- _Quoted passage_

Tutorial¶
Introduction¶
This section describes tutorials for the use of Python API and the command line.
Python API¶
Data extraction¶
Package: extractor
Description: This package contains a collection of modules to extract information from PDS WS and PDS web site.
Exported components:
PdsRegistry: A module that provides classes to extract the list of PDS3 collections.
PdsRecordsWs: A module that provides classes to extract metadata of the observations and collections by querying ODE web services.
PDSCatalogDescription: A module that provides PDS3 catalogs for a given collection
PDSCatalogsDescription: A module that provides PDS3 catalogs for collections
Usage: To use this package, you can import and use the exported components as follows:
from pds_crawler.extractor import PdsRegistry
from pds_crawler.models import PdsRegistryModel
from pds_crawler.load import Database
from typing import Tuple, Dict, List
# Create a database to store the results
database = Database('work/database')
# Create an instance of PdsRegistry to get the collections
pds_registry = PdsRegistry(database)
# Retrieve all the georeferenced collections list
results: Tuple[Dict[str,str], List[PdsRegistryModel]] = pds_registry.get_pds_collections()
By knowing the collection and a record, it is possible to retrieve additional metadata describing general collection information. This metadata is richer than the metadata provided in the records of the collection.
Now , we need to download the records. To limit the time to wait, only the first page is downloaded
from pds_crawler.extractor import PdsRegistry, PdsRecordsWs
pds_collection = results[1][60]
pds_records_ws = PdsRecordsWs(database)
pds_records_ws.download_pds_records_for_one_collection(pds_collection, 1)
Now, we can retrieve the catalogs that describes the metadata for mission, plateform, instrument and collection
from pds_crawler.extractor import PDSCatalogsDescription, PDSCatalogDescription
# download the catalogs in the storage
cats = PDSCatalogsDescription(database)
cats.download([pds_collection])
# Retrieve the catalogs from the storage
pds_objects_cat = PDSCatalogDescription(database)
pds_objects_cat.get_ode_catalogs(pds_collection)

- _Written instruction A_
Answer these questions about the pds_crawler tutorial:
(i) What path is passed to Database when the storage for results is created?
(ii) Which exported component queries ODE web services to extract metadata of observations and collections?
(iii) How many pages of records are downloaded, according to the tutorial?
- _Written instruction B_
Name every exported component of the extractor package listed in the pds_crawler tutorial.
- _Written instruction C_
Proceed with the pds_crawler tutorial from its last line.

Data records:

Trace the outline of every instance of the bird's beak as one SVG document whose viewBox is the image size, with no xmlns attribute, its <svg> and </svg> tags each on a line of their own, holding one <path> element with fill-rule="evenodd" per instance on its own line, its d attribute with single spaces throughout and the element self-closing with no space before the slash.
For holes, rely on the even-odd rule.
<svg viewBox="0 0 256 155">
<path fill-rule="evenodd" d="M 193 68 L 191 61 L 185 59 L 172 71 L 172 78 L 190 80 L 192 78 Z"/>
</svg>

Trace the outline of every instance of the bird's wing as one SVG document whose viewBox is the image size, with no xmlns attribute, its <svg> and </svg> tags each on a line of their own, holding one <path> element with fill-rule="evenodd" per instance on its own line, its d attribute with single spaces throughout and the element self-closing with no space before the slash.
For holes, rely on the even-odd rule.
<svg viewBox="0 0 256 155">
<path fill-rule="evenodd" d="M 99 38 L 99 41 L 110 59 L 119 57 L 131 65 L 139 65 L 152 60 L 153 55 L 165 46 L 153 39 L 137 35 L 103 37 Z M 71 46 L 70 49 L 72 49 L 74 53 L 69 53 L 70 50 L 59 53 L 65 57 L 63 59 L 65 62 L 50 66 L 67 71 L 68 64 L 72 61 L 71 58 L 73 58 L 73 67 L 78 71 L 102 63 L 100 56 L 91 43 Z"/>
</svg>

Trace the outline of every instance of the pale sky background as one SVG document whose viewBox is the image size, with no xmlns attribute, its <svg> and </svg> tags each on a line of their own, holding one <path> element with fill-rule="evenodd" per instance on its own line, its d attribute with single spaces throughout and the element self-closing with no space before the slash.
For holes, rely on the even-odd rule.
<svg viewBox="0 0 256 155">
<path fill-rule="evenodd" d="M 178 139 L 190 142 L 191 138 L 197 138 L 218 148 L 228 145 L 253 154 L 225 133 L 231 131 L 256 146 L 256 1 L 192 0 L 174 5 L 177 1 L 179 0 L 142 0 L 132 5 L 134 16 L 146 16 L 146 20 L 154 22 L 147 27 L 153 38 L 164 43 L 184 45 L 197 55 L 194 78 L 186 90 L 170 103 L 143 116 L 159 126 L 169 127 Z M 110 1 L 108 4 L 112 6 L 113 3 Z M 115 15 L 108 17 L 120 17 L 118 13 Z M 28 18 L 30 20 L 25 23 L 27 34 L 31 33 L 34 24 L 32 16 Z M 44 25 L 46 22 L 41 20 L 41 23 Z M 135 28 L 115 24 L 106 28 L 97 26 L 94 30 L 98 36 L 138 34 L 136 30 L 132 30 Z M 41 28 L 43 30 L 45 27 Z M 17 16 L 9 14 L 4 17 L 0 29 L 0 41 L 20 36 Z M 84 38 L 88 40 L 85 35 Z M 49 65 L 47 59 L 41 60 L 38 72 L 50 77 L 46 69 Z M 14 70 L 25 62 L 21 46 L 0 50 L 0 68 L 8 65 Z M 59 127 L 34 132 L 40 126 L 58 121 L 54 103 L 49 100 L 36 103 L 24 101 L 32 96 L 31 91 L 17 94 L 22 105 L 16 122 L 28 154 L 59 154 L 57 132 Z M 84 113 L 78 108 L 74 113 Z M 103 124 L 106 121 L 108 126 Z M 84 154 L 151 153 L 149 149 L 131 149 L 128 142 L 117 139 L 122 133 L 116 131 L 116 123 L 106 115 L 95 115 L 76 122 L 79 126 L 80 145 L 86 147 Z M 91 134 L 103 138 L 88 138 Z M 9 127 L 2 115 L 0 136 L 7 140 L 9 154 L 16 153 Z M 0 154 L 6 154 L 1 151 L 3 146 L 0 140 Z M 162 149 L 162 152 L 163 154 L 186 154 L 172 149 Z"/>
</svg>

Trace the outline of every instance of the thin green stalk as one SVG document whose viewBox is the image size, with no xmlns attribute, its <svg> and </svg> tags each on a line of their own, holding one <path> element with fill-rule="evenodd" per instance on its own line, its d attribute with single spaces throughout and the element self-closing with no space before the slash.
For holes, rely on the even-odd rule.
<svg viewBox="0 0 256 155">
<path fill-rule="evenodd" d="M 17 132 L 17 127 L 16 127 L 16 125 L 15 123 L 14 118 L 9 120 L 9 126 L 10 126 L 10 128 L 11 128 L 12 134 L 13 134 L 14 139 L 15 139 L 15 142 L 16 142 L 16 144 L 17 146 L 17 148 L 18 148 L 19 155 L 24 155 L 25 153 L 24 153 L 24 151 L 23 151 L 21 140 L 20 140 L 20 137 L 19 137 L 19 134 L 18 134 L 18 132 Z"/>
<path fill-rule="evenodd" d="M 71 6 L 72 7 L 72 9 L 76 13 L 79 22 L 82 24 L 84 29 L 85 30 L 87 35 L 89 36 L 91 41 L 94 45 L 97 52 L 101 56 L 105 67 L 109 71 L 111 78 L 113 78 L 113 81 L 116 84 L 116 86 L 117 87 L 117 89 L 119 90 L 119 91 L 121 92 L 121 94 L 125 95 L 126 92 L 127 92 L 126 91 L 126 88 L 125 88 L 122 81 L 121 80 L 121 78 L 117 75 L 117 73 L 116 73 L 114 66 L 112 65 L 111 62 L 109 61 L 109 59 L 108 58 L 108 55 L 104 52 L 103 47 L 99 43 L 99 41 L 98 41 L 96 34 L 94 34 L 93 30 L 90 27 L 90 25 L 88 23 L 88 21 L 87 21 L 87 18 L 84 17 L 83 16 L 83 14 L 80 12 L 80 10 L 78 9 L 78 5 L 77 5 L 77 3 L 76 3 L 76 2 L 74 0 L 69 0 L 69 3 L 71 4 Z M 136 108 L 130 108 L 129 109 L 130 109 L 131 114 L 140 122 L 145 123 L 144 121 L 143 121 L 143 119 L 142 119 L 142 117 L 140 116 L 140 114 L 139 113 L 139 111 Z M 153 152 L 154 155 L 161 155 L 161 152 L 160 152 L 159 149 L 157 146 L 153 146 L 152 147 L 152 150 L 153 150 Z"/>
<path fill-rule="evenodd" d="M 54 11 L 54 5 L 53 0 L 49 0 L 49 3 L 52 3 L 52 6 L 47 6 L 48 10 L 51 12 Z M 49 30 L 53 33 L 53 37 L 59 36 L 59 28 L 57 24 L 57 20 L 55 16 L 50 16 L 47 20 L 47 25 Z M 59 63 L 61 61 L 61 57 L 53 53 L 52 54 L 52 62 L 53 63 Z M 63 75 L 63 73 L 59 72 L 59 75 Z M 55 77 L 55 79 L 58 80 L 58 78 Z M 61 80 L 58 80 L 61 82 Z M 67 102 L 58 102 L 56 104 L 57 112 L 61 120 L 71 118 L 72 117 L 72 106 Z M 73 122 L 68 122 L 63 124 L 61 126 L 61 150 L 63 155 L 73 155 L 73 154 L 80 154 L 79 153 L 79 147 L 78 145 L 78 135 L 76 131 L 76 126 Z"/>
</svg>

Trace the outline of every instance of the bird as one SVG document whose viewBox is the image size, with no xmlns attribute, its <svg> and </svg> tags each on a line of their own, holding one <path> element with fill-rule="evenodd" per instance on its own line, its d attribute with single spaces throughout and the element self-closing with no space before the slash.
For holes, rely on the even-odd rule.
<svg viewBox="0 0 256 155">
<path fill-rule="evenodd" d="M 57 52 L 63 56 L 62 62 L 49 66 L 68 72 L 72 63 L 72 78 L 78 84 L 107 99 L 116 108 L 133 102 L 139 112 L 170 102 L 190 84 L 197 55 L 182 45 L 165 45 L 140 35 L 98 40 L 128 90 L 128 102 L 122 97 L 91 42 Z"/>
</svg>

- _Response A_
(i) 'work/database'
(ii) PdsRecordsWs
(iii) Only the first page.

- _Response B_
PdsRegistry, PdsRecordsWs, PDSCatalogDescription, PDSCatalogsDescription

- _Response C_
Data transformation¶
Package: transformer
Description: This package contains a collection of modules to transform extracted information to STAC.
Exported components:
StacCatalogTransformer: A module that converts the extracted PDS catalogs to STAC.
StacRecordsTransformer: A module that converts the extracted responses from PDsRecordsWs to STAC.
Usage: To use this package, you can import and use the exported components as follows:
from pds_crawler.extractor import PDSCatalogsDescription
from pds_crawler.transformer import StacCatalogTransformer
cats = PDSCatalogsDescription(database)
cats.download([pds_collection])
transf = StacCatalogTransformer(database)
transf.to_stac(cats, [pds_collection])
transf.save()
ETL API¶
Provides a ETL API.
from pds_crawler.etl import PdsSourceEnum, PdsDataEnum, StacETL
etl = StacETL("work/database")
etl.extract(PdsSourceEnum.COLLECTIONS_INDEX)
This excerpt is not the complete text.